### Exercise prompt
Extract the lines from the one containing "query | rocky mountain peak" through the end of the items, and repeat them exactly as they appear, including both ends.

-- Start of Recorded information --

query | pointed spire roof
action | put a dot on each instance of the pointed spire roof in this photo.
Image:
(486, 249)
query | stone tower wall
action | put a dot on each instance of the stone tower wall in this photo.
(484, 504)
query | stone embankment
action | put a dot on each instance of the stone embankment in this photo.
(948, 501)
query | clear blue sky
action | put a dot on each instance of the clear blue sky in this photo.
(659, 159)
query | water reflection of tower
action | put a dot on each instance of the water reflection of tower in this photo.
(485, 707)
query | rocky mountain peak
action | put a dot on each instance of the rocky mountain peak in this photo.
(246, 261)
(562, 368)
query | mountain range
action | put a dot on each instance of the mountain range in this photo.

-- End of Recorded information --

### Task output
query | rocky mountain peak
action | put a dot on each instance of the rocky mountain peak in this photo.
(246, 261)
(562, 368)
query | mountain range
action | put a dot on each instance of the mountain range in this photo.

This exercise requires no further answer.